[INSTRUCTION]
Count the lines in the entries below that contain the string "green", with case counting, and reply with that number alone.

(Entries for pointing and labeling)
━━━━━━━━━━━━━━━━━━━━━━━━━━━━━━

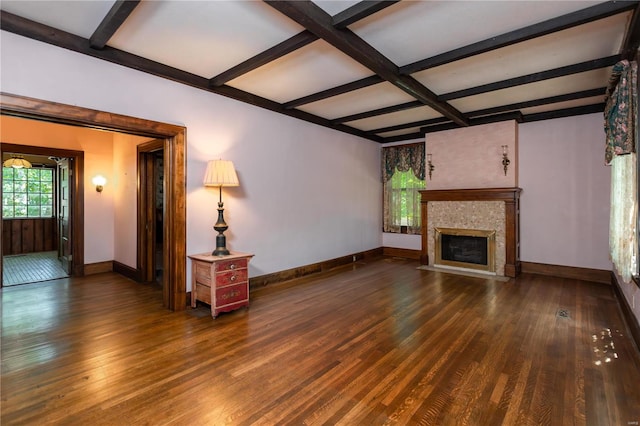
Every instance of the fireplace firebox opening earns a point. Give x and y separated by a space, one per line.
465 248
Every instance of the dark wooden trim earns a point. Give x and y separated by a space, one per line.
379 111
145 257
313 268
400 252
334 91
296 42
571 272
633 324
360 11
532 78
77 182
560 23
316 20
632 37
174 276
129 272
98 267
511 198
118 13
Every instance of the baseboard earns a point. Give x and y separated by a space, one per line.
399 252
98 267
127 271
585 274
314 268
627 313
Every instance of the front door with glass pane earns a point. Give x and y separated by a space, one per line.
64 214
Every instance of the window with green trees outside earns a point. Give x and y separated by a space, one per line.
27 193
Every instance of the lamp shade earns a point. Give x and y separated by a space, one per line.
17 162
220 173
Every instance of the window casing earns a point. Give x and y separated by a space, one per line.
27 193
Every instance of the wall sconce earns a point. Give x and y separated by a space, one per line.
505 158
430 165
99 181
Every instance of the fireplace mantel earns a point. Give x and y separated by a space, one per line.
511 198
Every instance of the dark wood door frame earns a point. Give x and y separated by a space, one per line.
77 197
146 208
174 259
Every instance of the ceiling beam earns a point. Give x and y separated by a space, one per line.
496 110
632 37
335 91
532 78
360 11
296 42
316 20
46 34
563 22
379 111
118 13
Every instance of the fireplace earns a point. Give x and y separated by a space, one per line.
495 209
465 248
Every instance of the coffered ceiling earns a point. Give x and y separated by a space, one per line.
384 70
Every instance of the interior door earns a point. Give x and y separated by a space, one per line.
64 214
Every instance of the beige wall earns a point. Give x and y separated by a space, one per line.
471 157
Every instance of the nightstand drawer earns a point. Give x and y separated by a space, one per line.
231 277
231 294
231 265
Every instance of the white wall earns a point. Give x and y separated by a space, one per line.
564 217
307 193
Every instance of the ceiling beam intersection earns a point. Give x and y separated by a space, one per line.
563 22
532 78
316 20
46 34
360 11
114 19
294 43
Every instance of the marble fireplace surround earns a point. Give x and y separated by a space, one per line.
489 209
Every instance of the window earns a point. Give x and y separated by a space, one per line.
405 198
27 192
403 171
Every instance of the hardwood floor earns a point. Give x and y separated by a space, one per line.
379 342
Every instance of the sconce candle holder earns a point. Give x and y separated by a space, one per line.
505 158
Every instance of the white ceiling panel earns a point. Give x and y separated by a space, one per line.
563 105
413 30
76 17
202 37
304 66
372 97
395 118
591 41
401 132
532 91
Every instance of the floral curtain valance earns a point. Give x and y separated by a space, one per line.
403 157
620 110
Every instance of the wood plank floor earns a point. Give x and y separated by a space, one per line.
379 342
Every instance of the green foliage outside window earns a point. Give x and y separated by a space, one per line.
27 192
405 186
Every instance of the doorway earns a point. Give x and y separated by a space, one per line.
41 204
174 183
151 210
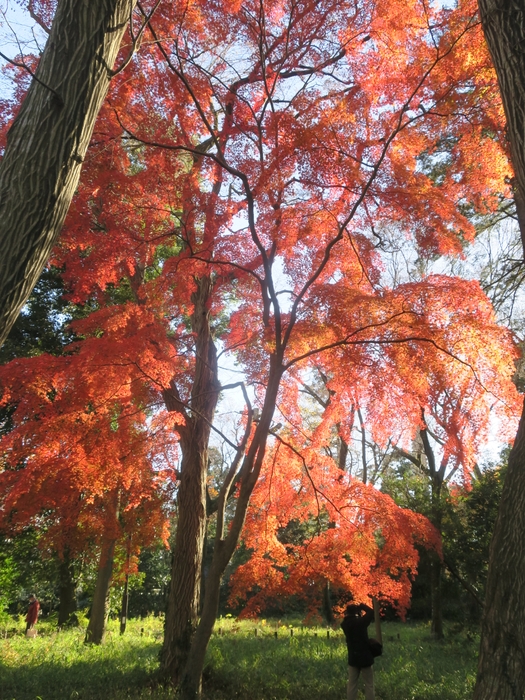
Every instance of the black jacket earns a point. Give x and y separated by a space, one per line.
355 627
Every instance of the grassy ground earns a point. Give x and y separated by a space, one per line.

━━━━━━━━━━━━━━━━━━━━━━━━━━━━━━

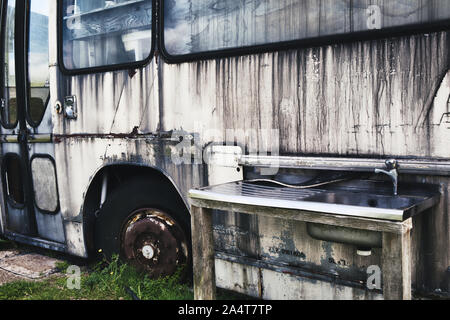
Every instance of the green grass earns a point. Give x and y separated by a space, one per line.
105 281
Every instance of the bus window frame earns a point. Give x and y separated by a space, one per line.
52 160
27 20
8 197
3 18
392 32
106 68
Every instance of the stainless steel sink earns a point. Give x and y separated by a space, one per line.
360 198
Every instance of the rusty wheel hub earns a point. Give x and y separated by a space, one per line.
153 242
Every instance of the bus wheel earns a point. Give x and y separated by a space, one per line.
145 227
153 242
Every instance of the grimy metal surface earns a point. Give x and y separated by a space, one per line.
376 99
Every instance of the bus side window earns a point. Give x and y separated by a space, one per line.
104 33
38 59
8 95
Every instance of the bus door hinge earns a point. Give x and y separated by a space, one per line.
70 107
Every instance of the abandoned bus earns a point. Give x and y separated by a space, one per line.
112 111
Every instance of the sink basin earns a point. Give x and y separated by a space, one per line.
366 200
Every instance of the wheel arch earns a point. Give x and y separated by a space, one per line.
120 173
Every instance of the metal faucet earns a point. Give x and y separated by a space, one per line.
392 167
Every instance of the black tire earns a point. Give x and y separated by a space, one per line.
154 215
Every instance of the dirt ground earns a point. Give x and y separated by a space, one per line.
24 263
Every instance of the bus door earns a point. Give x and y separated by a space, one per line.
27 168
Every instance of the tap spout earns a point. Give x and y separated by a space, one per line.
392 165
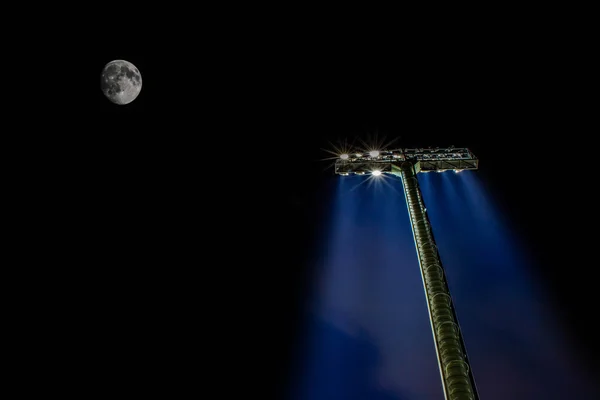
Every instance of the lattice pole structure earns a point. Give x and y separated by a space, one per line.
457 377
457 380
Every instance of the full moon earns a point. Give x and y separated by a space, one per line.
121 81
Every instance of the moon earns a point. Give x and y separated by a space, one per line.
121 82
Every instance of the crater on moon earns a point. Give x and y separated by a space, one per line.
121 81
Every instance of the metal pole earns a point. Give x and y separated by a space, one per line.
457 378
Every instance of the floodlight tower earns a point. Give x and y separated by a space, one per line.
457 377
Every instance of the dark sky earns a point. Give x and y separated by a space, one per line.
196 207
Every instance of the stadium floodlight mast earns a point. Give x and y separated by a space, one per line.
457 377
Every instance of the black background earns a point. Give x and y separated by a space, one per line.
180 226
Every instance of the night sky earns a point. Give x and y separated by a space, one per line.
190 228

━━━━━━━━━━━━━━━━━━━━━━━━━━━━━━

[REPLY]
3